- TEXT SEGMENT
————————

# nitra-zorb



## rong666 (Mar 5, 2003)

hello,
I was reading about a product called nitra-zorb that suposedly removes nitrate. Has anyone ever used this stuff, and if so, any input.
thanx


----------



## Raptor (Jan 3, 2003)

I have a few years ago. It works but for only reducing nitrate. Not to help the cycle.


----------



## rong666 (Mar 5, 2003)

my cycle is fine. im now doing like 50% water changes a week and i am still getting pretty high nitrate readings(20-40ppm),which is in turn causing my ph to drop. I have 4, 5-6 inch natts in a 50 gal. I feed them once and sometimes twice a day. All food is eaten up within 5 minutes or so. I feed them cichilid gold pellets,shrimp,and chicken.currently i have 2 pieces of driftwood, a bunch of java moss, a buch o' random rocks,and a good sized anubias plant. I dont think that my tank is over stocked for my natts current size. Am I feeding to much?........do you think the nitra-zorb would help?????
thanx,
ron
ps:im upgrading to an 80 gal. on tuesday.


----------



## Raptor (Jan 3, 2003)

My guess is your bacteria died. Did you do a heavy cleaning and change all your pads?


----------



## rong666 (Mar 5, 2003)

if my bacteria had died i would have amonia and nitrite present, which is not the case. im getting alot of nitrate(the end process of the bacto-coaster).....maybe its my driftwood????
Any one else?


----------



## rong666 (Mar 5, 2003)

————————

- WHAT TO DO
1 - In the nitra-zorb thread, what nitrate readings does rong666 report despite weekly water changes?
2 - Carry on the nitra-zorb thread from the point where it stops.

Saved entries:
————————

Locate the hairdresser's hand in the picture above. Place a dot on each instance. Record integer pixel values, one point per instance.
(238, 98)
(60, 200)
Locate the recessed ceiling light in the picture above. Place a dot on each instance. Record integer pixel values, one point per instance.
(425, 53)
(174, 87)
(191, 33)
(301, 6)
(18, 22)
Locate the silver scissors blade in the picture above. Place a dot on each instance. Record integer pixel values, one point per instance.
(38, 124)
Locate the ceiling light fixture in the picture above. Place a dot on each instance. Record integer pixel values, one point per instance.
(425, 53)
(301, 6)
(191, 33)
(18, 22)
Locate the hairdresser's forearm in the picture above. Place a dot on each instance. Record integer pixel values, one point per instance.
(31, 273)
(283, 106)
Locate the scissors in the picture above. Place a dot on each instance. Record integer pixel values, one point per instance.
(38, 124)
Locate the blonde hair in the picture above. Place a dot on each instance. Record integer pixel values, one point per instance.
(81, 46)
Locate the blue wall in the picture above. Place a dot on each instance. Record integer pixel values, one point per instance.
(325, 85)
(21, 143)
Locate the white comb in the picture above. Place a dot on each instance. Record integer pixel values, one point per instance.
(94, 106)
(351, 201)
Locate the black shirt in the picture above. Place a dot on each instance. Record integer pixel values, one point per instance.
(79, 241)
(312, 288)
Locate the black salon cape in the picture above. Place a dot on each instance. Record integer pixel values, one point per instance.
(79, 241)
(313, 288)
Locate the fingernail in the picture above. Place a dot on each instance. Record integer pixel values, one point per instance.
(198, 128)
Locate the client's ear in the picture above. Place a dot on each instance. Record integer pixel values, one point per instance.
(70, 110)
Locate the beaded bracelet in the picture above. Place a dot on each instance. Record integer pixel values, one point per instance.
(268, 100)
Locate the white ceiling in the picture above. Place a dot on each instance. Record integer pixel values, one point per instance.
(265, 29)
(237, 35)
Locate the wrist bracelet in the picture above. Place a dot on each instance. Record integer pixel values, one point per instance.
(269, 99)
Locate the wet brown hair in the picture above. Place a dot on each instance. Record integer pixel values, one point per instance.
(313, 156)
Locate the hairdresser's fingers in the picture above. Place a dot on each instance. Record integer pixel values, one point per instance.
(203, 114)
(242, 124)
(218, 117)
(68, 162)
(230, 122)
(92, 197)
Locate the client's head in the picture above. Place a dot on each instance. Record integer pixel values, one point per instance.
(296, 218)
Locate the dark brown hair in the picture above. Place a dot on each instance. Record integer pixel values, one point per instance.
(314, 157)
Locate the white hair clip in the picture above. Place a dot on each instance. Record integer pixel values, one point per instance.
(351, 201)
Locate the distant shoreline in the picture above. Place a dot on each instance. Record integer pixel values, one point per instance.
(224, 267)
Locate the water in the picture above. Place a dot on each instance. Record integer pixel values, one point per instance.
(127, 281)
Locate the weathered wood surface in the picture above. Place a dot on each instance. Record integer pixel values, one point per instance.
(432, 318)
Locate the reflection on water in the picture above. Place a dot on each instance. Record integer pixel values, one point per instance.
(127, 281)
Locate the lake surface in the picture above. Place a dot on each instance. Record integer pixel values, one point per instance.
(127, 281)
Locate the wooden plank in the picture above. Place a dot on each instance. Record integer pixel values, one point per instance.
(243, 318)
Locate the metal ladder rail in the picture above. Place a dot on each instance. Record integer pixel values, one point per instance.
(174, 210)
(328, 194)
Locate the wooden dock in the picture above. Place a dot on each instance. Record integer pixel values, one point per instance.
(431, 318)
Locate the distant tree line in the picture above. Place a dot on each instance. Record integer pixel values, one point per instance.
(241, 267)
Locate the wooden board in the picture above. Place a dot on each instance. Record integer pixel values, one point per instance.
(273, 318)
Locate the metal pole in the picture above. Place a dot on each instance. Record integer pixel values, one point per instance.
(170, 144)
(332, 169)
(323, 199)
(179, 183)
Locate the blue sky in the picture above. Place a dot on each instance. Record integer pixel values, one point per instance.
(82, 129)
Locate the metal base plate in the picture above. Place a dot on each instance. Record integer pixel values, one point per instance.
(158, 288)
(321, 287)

————————

- TASK-BY-TASK ANSWERS
1 - 20-40 ppm

2 -
allright i see...NItrazorb also removes amonia and nitrite, which in turn could possibly starve my bacteria.gotcha. well do you think my tank is just overstocke with 4 5-6" natts, or do i need to possibly remove my wood. it seems like a 50% water change a week would keep my nitrate in check.
ron


----------



## Raptor (Jan 3, 2003)

I pulled this stuff from the web for you.
Detritus and other organic matter increase nitrate levels. Dirty filters, over-feeding, over-population, dying or decaying plants are also contributing factors.

Tap water may another source of nitrate introduction to the aquarium.

Nitrate levels should be below 10 ppm in fish only and planted tanks. For reefs it should be below 5 ppm, as accumulating nitrates do have an effect on delicate corals, anemones, inverts and crustaceans. Nitrates above these levels will be a feast for algae.

Ideal range: 20-60 PPM acceptable.

Do massive water changes or stimulate algae and plant growth to reduce levels below 80 PPM

Remove by starting some live planting, or water changes. Allow algae to grow


----------



## rong666 (Mar 5, 2003)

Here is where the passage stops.